▶ **DOCUMENT SEGMENT**:
++++++++++++++++++++

How to Lay Outdoor Tiles - Tips & Advice

Outdoor tiles and porcelain tiles are becoming increasingly popular in landscaping and DIY garden makeovers. Being low maintenance, hardwearing and made in a variety of sizes, designs and colours it’s easy to see why. 

Perfect for small gardens and larger outdoor areas alike, they fit seamlessly into any landscaping vision. And outdoor tiles are even straightforward to lay.

If you’re thinking of embracing this holy grail of paving slab innovation, read on for our guide about how to lay outdoor tiles.

Tools checklist:
  • PPE to include sturdy gloves, work boots, safety goggles (when cutting tiles)
  • Outdoor porcelain tiles – our range is glazed, so better stain prevention and even less maintenance
  • Shovel
  • Compactor plate or whacker
  • Type 1 base
  • Sharp sand and cement mortar mix (with optional plasticiser)
  • Suction pad tool (optional)
  • Tape measure and pencil
  • Tile spacers / tile levelling system
  • Trowel
  • Spirit level
  • Rubber mallet
  • Diamond-tipped blade/ water-cooled cutting machine
  • Bucket of water and sponge
  • Slurry primer
  • Brush
  • Jointing compound
  • Squeegee
  • Float

Prepare your groundworks – Can you dig it?

1. Before you lay your outdoor tiles, you need to get the foundations right. This means:

a) Dig out your proposed patio area to a depth of 150 – 200mm. Include a slight slope away from your property of around 17mm per metre of patio (around a 1:80 fall) to allow for rain and water runoff.

b) Evenly put down 100-150mm of Type 1 base and compact with a compactor plate, making sure your area still has a drainage slope.

Work out the outdoor tile layout pattern

2. Depending on your chosen tile, you could have many different layout patterns to choose from. If you need some inspiration, have a look at these outdoor tile layout ideas on pinterest.

Once you’ve decided which one to use, template it out on your area as a rehearsal for the main event:

a) Following your chosen pattern, piece the tiles together checking for a good colour blend, if needed.

b) Line the joints up using tile spacers to ensure your chosen gap is even. A 5mm joint width is recommended for porcelain outdoor tiles.

c) Look out for any obstacles such as drains etc. This will give you a heads up on measurements for any cuts you need to do.

Outdoor tile mortar mix ratio and slurry primer

3. Your outdoor tiles sit best on a full, solid bed of mortar but because porcelain is non-porous, they’ll need some additional help to adhere effectively in the form of slurry primer. This method is quite simple and easy to do, just follow our steps and it’s all good:

a) Prepare your mortar in a ratio of 4:1, so 4 parts sharp sand to 1 part cement.

Tiling Top Tip: We recommend adding a plasticiser to make the mortar more workable. Check your chosen plasticiser instructions for ratios required.

b) Add water and mix until your mortar is of a firm consistency; it shouldn’t be too wet or sloppy.

c) Shovel or trowel the bedding mortar on top of your Type 1 base, spreading evenly as you go. Make sure your mortar bed is about 30-50mm thick, applying enough for 1-2 slabs at a time so it’s easier to work with and around.

d) Mix up your slurry primer to product recommendations then apply using a stiff brush to the underside of each outdoor tile before you lay it.

++++++++++++++++++++

▶ **JOBS**:
1. Translate this sentence from the outdoor tiling guide into Spanish: "A 5mm joint width is recommended for porcelain outdoor tiles."
2. For each statement, decide whether the outdoor tiling guide supports it. Answer yes or no and quote the words that settle it. (a) The patio area should be dug out to a depth of 150 to 200mm. (b) The mortar should be mixed at 1 part sharp sand to 4 parts cement. (c) Slurry primer goes on the top surface of each tile after it is laid.

▶ **GIVEN INFORMATION**:
++++++++++++++++++++

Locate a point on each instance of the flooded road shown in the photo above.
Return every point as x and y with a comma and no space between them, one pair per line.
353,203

++++++++++++++++++++

▶ **SOLUTIONS IN ORDER**:
1. Se recomienda un ancho de junta de 5 mm para las baldosas de porcelana para exteriores.

2.
(a) Yes: "Dig out your proposed patio area to a depth of 150 – 200mm."
(b) No: "4 parts sharp sand to 1 part cement."
(c) No: "apply using a stiff brush to the underside of each outdoor tile before you lay it."